Records from a point annotation dataset:
>> start

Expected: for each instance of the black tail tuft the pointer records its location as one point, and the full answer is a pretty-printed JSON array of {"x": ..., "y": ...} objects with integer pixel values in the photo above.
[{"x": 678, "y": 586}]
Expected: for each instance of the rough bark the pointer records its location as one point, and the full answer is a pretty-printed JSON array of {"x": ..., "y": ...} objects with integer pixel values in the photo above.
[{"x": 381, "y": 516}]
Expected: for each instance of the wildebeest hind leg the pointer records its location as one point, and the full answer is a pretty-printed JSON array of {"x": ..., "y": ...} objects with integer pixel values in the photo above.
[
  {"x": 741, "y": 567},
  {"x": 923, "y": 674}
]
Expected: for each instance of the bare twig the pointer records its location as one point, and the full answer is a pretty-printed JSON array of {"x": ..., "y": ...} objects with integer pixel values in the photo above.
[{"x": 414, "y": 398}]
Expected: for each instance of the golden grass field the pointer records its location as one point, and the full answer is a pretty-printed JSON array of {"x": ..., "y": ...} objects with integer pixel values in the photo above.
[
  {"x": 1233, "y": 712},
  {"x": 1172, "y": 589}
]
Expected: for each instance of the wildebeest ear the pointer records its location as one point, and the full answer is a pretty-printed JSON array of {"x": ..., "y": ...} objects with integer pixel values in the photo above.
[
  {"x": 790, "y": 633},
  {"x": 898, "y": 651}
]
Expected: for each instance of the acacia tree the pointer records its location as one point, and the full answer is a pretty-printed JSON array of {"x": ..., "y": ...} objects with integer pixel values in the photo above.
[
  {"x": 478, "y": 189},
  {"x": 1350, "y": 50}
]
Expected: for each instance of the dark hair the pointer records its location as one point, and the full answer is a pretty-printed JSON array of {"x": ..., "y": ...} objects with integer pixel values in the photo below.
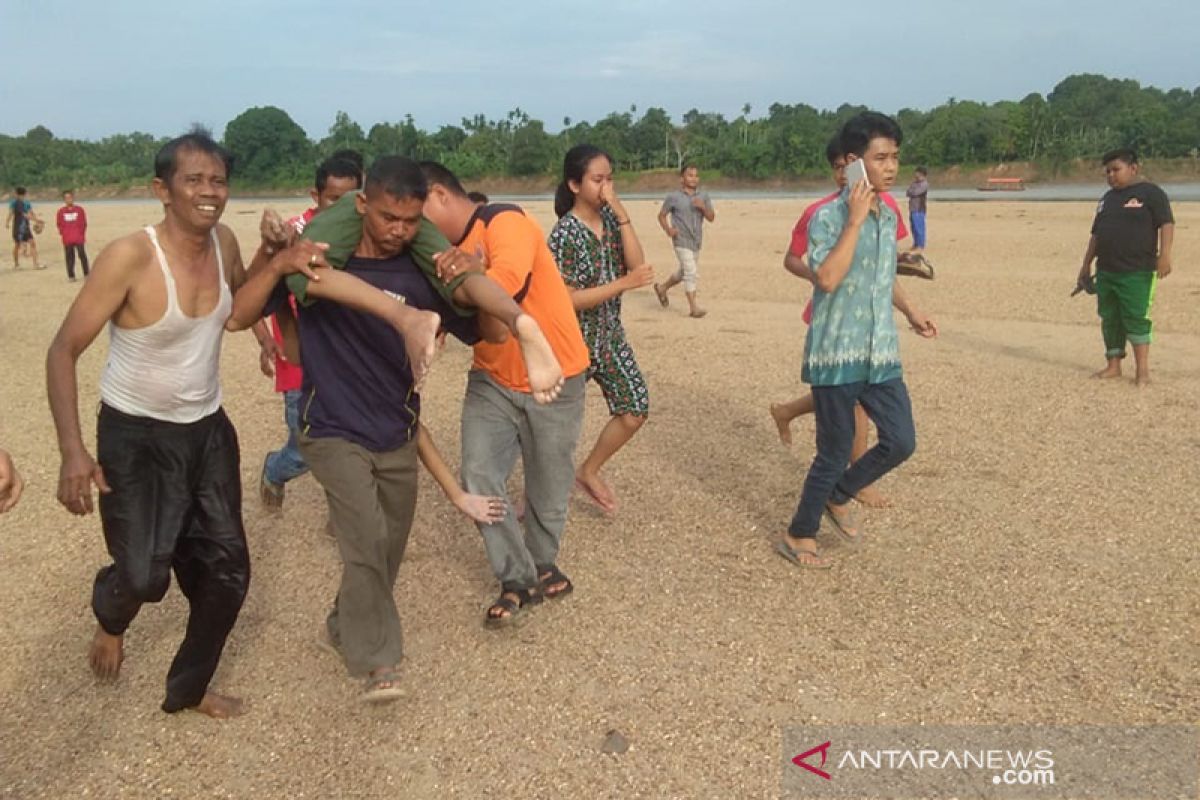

>> end

EXERCISE TASK: Collect every line of the data above that contains the word "twig", and copy each one in full. Case counts, so only lines that match the word's capitalization qualify.

FULL SOLUTION:
Expected: for each instance of the bare twig the pointer records its location as one point, and the full answer is a pretty-printed JSON array of {"x": ..., "y": ...} objects with integer pixel values in the photo above.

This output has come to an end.